Как продолжить приведенный ниже текст о Хабарове и Муравьеве? Напишите продолжение, начиная сразу после его последнего предложения.

*ИСХОДНЫЙ ТЕКСТ:*
____________________

Что было известно Муравьеву о Хабарове и его действиях на Амуре? Вероятно,  лишь то,  о чем писал в своей книге П.А. Словцов и что было опубликовано в 1840-е годы  в журнале «Сын Отечества», а затем  в IV томе «Актов Исторических» и в III томе «Дополнений к Актам Историческим». Вряд ли  у генерал-губернатора было время  для архивных поисков каких либо дополнительных материалов. Да и была ли в этом нужда?

Таким образом, Муравьеву было известно, что Хабаров, разорив Даурскую землю, зимовал в Ачанском городке, где отбил атаку аборигенов и маньчжурского отряда из Нангуты, после чего вновь вернулся к устью Зеи, где намеревался поставить острог, но вынужден был отказаться от этой затеи из-за раскола в отряде. Вот и все.

Правда, как мы знаем теперь, Хабаров после этого устремился в погоню за бунтовщиками. Но он не писал об этом в своих отписках, а известная челобитная казаков-«бунтовщиков», в которой называется место, где состоялась их встреча,  стала достоянием историков лишь в самом конце ХIХ столетия. Так что Муравьев и его сподвижники понятия не имели, насколько далеко вниз по Амуру прошел Хабаров.

Если Василий Поярков прошел всю Зею, Средний и Нижний Амур до самого устья, если Бекетов пройдя Шилку и Верхний Амур, потом вместе со Степановым, построив Кумарский острог, отбили атаку маньчжурского войска, после чего  взяли ясак с сунгарийских жителей, зашли в Уссури, прошлись по ее притокам,  приводя в русское подданство окрестных жителей и оставляя записи в ясачных книгах; спустились с той же целью в самые низовья Амура. То в «активе» Хабарова было лишь знакомство с верхним и средним Амуром да разорение даурской земли.

На счету Хабарова было всего лишь  четыре сорока безлапых соболей с полухвостами, официально учтенных Сибирским приказом в качестве ясака. (Еще 17 сороков, доставленные в Москву Зиновьевым, не пошли в зачет Хабарову, – видимо, были засчитаны компенсацией расходов казны  на экспедицию «государева посланника»). В то время как ясак, собранный Степановым и Бекетовым к 1656 году, составил 120 сороков соболей.

 Мог ли Муравьев на основании этих данных считать Хабарова «великим землепроходцем, присоединившим к России Приамурье»? Разумеется, нет.

Где находился Ачанский городок, под которым Хабаров дал бой маньчжурам, современники Муравьева тоже почти ничего не знали. На основании исследований Р. Мака, которые он провел в 1855 году,  складывалось впечатление, что Хабаров в своем походе не дошел даже до устья Уссури.

____________________

*ФРАГМЕНТЫ ДАННЫХ:*
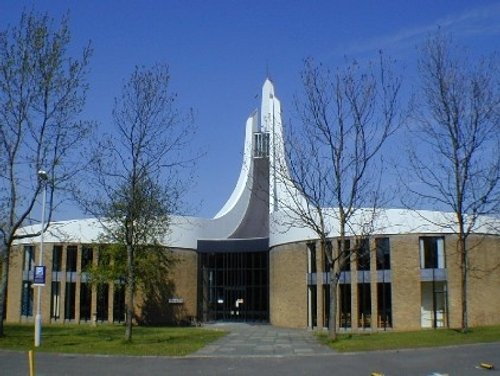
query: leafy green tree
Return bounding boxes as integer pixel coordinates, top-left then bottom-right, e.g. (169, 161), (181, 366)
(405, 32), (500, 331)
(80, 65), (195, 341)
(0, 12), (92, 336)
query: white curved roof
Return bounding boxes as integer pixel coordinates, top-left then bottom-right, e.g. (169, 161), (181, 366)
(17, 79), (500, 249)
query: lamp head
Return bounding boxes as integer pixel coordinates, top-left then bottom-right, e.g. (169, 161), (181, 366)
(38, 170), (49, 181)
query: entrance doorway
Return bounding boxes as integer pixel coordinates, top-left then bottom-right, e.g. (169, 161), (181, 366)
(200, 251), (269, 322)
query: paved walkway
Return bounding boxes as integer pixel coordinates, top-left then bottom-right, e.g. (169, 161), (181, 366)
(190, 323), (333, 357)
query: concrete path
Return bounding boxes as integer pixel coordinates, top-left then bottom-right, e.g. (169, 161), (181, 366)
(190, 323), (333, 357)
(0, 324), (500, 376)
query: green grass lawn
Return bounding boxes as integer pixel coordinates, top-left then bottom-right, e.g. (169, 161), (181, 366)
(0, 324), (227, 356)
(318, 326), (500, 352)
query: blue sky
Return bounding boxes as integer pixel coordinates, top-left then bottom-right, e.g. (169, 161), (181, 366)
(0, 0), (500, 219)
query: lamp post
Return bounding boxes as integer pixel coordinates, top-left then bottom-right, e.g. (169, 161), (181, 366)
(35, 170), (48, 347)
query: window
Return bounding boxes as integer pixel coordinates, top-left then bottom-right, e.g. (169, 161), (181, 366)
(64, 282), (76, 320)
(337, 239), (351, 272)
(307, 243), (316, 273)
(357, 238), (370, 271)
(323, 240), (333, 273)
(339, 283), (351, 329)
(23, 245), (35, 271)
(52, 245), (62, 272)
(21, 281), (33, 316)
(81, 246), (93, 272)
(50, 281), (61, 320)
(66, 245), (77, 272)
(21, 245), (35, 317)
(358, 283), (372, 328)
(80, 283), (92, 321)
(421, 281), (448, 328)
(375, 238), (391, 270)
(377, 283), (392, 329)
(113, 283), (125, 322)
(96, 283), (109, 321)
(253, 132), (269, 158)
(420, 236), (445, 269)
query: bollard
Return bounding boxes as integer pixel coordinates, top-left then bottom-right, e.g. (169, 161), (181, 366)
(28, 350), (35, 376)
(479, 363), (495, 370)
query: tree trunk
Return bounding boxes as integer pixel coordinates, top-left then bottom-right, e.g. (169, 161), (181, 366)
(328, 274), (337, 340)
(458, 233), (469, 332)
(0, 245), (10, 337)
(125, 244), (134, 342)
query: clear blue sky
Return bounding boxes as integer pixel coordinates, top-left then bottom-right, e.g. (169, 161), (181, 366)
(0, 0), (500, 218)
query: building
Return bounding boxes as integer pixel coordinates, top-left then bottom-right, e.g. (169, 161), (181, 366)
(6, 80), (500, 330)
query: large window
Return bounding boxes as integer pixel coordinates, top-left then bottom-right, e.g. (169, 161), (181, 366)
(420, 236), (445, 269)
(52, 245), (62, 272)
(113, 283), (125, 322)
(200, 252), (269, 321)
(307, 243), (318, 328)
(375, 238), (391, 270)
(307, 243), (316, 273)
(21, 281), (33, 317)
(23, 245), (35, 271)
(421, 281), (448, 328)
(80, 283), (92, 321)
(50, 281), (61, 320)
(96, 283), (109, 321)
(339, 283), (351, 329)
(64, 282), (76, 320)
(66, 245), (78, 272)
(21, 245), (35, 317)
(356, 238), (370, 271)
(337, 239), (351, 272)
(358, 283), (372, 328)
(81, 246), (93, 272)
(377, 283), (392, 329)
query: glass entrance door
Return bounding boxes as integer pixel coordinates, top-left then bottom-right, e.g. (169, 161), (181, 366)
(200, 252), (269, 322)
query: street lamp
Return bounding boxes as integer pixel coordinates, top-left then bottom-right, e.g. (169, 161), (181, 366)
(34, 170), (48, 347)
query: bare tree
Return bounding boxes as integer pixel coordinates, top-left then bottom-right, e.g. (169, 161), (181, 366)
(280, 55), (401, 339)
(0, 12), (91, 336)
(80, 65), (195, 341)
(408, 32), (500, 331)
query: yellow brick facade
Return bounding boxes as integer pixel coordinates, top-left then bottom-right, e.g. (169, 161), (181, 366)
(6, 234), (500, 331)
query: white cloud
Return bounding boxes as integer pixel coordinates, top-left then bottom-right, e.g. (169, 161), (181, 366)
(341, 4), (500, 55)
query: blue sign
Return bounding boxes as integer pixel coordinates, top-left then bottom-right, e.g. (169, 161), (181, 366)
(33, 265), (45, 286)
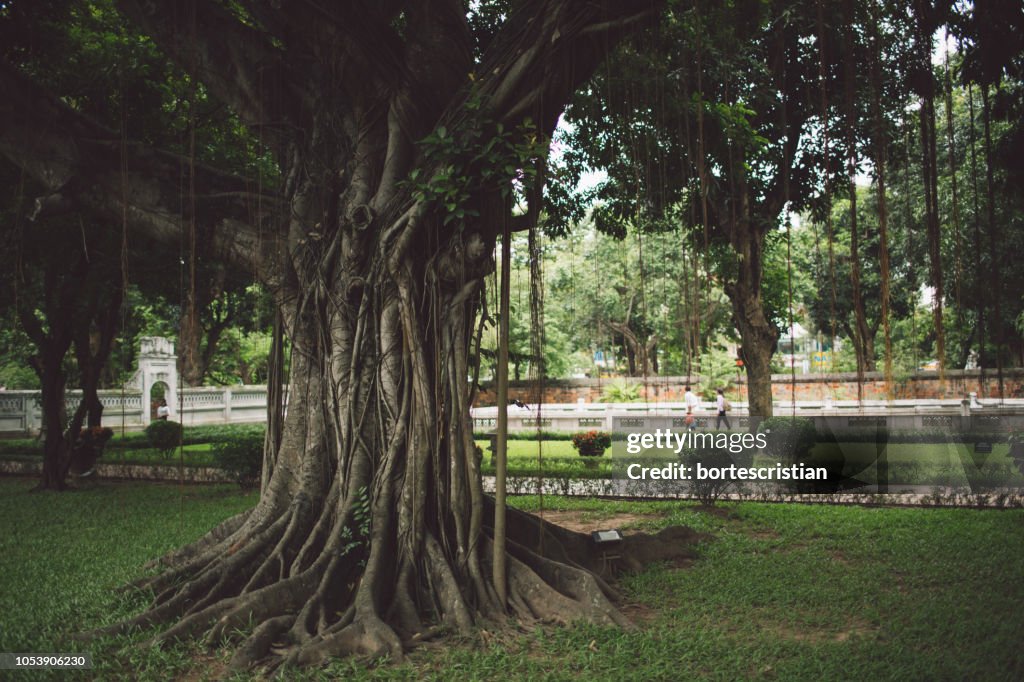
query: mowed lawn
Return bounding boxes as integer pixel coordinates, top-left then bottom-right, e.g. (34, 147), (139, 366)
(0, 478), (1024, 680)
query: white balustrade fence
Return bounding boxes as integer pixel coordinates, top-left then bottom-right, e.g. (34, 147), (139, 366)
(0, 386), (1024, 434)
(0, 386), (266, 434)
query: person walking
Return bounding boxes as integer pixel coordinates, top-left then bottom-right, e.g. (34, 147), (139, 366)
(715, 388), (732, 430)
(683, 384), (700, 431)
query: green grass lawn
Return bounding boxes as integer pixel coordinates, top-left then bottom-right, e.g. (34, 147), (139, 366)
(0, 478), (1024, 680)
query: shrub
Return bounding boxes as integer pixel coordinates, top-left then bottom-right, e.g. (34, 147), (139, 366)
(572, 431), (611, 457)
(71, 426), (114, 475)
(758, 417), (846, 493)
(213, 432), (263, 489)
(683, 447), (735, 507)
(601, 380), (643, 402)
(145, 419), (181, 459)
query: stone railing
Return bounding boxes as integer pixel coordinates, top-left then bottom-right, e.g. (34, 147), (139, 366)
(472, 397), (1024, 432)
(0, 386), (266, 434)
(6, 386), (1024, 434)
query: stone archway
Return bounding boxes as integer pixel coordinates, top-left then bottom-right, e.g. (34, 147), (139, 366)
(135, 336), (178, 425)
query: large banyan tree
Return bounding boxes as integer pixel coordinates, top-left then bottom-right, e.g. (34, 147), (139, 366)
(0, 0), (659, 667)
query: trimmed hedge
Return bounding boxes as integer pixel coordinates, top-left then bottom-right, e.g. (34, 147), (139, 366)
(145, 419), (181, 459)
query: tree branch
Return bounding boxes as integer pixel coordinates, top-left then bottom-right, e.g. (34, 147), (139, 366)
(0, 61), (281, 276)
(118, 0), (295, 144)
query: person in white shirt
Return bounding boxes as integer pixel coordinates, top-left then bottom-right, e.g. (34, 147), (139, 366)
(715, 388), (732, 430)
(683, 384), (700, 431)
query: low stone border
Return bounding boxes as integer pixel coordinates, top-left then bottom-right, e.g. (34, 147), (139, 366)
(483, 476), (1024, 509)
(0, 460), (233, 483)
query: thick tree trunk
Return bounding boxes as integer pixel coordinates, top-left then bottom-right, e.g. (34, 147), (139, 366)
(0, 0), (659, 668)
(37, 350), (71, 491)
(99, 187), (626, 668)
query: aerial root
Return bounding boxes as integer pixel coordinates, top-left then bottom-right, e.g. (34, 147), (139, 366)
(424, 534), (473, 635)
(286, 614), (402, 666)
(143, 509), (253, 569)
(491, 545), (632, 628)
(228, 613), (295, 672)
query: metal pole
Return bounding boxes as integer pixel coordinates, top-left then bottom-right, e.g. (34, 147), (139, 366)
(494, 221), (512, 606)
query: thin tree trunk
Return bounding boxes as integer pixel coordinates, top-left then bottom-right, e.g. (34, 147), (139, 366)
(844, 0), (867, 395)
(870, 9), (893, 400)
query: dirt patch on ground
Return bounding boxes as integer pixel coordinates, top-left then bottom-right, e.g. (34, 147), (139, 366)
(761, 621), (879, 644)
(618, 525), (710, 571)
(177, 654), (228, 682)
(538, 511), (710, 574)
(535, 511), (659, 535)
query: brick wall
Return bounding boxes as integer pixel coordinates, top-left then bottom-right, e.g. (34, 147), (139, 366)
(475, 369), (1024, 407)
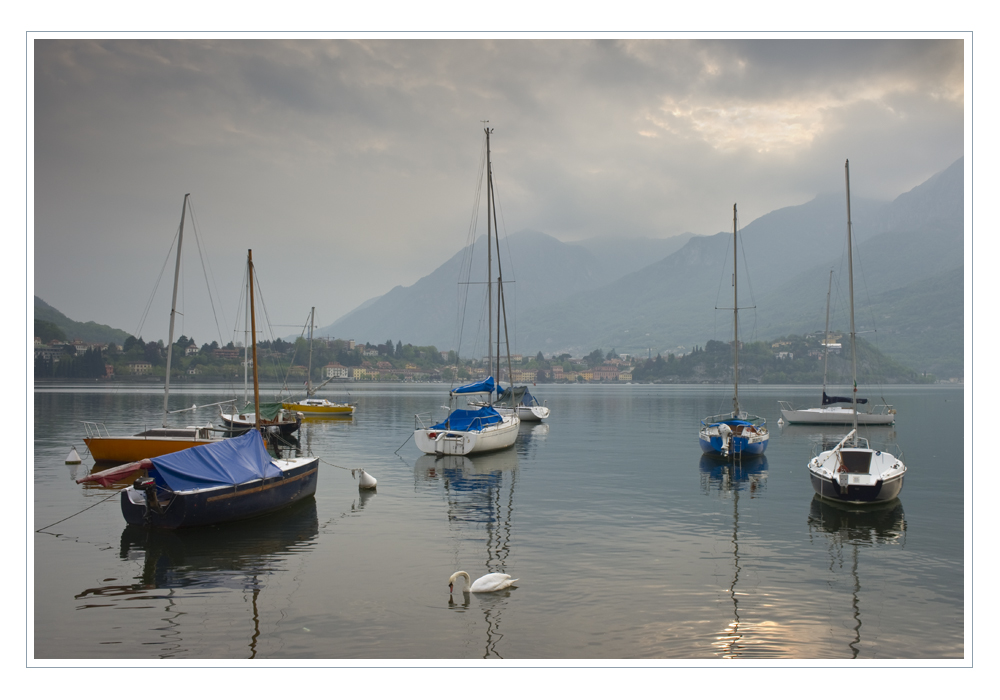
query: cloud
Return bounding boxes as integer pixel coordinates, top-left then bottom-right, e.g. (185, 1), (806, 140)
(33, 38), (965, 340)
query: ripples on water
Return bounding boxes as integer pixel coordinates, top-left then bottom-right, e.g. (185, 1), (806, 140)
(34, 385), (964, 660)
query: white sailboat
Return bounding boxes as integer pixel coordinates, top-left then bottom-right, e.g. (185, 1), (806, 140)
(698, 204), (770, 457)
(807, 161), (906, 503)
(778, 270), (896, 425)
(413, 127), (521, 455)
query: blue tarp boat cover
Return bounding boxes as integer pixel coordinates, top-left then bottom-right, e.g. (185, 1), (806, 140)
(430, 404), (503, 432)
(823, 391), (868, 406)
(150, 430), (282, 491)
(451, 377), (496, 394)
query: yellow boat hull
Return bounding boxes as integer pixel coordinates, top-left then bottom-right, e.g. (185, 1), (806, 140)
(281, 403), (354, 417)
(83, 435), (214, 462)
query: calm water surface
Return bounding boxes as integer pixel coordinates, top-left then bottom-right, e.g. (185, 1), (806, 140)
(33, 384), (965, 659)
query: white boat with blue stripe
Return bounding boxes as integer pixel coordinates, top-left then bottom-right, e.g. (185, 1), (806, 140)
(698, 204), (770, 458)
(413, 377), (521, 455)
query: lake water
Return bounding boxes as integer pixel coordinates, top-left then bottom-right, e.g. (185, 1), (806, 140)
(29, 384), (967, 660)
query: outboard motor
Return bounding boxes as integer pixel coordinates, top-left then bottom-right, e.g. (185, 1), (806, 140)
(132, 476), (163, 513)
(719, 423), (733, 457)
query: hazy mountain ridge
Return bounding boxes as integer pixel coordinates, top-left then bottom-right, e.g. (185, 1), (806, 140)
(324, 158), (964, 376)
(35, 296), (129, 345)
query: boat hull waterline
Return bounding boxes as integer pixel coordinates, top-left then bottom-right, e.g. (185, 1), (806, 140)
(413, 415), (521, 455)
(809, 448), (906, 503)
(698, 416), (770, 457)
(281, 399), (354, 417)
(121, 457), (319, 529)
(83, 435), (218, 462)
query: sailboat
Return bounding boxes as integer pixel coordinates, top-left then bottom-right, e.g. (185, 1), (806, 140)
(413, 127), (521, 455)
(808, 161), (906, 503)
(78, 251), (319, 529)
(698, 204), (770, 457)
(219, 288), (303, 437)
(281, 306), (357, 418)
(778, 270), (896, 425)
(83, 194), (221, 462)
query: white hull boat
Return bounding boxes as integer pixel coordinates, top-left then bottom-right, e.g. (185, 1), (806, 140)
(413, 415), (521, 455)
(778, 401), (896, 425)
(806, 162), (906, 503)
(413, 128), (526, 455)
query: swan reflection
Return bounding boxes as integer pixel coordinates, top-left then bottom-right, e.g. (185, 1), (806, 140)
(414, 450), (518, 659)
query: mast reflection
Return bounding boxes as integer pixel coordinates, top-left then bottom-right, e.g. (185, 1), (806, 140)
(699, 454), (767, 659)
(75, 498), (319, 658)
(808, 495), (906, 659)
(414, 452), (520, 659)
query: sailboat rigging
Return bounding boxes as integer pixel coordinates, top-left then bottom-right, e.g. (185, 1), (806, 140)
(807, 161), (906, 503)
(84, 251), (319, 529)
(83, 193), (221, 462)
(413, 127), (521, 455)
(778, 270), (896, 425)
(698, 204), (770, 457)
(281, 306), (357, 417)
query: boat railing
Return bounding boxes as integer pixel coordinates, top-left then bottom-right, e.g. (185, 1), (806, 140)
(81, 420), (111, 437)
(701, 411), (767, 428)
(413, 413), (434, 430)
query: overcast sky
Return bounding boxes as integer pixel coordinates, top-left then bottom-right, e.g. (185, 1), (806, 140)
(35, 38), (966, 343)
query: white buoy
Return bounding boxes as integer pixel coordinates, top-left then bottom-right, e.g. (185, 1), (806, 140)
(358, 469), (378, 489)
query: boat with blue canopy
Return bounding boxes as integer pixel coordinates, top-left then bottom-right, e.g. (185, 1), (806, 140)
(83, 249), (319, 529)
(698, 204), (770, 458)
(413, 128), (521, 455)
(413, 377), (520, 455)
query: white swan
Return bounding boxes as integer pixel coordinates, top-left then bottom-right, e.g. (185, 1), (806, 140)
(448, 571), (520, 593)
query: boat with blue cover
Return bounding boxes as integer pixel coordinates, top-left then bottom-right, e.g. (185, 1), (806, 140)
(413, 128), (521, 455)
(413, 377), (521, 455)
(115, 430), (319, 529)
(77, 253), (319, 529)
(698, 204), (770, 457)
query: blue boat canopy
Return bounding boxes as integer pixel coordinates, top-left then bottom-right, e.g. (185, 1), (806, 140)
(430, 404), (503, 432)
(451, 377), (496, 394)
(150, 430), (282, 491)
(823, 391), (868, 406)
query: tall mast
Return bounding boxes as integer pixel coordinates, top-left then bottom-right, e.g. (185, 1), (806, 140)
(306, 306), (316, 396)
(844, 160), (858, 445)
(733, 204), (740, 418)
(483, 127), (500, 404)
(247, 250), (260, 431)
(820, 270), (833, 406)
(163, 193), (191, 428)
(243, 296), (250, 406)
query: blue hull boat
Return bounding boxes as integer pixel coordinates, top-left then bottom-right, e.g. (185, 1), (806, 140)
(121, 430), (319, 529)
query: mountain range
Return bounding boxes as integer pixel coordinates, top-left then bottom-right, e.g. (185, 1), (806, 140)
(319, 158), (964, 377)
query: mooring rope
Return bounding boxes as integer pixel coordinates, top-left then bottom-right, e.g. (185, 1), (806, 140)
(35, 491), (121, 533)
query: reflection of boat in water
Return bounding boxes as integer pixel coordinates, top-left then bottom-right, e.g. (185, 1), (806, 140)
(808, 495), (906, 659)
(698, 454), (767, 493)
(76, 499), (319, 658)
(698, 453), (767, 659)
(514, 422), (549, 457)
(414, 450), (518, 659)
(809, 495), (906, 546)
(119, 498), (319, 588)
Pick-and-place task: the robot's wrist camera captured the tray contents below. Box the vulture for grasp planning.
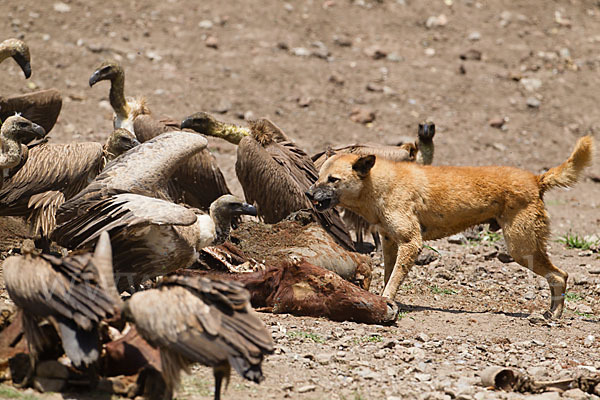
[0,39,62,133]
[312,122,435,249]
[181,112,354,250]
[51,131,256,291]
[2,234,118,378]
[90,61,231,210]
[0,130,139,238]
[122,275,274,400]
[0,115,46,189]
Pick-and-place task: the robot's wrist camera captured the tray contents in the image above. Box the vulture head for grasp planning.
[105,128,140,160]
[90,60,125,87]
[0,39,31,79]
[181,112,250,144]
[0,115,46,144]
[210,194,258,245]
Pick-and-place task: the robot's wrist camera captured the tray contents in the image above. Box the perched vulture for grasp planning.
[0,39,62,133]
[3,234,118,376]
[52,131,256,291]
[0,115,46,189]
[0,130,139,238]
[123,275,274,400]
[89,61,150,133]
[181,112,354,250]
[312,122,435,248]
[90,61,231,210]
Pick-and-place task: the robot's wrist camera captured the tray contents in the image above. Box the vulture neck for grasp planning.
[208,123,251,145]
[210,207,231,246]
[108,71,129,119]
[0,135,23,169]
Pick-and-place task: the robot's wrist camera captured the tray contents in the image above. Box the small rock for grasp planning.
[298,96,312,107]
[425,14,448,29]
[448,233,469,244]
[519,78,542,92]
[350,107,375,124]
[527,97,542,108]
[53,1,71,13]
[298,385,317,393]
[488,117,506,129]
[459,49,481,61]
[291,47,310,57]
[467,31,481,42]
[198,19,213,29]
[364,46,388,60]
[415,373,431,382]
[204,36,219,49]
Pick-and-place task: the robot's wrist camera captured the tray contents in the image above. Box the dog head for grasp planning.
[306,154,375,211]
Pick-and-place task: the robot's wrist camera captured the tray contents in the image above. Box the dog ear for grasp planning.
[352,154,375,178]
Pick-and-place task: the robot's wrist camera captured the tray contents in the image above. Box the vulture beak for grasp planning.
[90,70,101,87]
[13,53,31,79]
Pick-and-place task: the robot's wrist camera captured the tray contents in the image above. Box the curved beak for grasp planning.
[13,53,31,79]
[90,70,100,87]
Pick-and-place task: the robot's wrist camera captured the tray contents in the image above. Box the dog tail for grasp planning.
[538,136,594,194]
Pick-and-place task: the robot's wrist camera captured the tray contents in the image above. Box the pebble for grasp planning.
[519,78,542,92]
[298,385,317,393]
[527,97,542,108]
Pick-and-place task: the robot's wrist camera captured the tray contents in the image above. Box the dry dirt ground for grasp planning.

____________________

*РЕЗУЛЬТАТ УПРАЖНЕНИЯ:*
И тем не менее, через две недели после подписания Айгуньского договора 31 мая 1858 года Н.Н. Муравьев, прибыв к Амурскому утесу, где начал размещение 13 сибирский батальон,  назвал новое поселение Хабаровкой (исторически более точно – Хабарово; во всяком случае, именно так именовалось это поселение в официальных документах почтового ведомства).

Чем вызвано столь неожиданное решение?  Что  побудило генерал-губернатора дать такое название  новому поселению? Почему такая идея появилась именно в это время и применительно к этому месту?  

Казалось бы, самое простое – обратиться к свидетельству самого Муравьева и находившихся рядом с ним его сподвижников. Однако вот что удивительно. В опубликованных документах того времени нигде нет прямого указания на мотивы, которыми при этом руководствовался генерал-губернатор.

А в тех немногих воспоминаниях, которые оставили сподвижники Муравьева, находившиеся рядом с ним, говорится лишь о том, что он назвал поселение Хабаровкой, но не указывается на какую-либо связь этого события с именем Ерофея Хабарова. Такая трактовка появилась несколько лет спустя  и принадлежала деятелям более позднего времени, не имевшим непосредственного отношения к делам Муравьева на Амуре.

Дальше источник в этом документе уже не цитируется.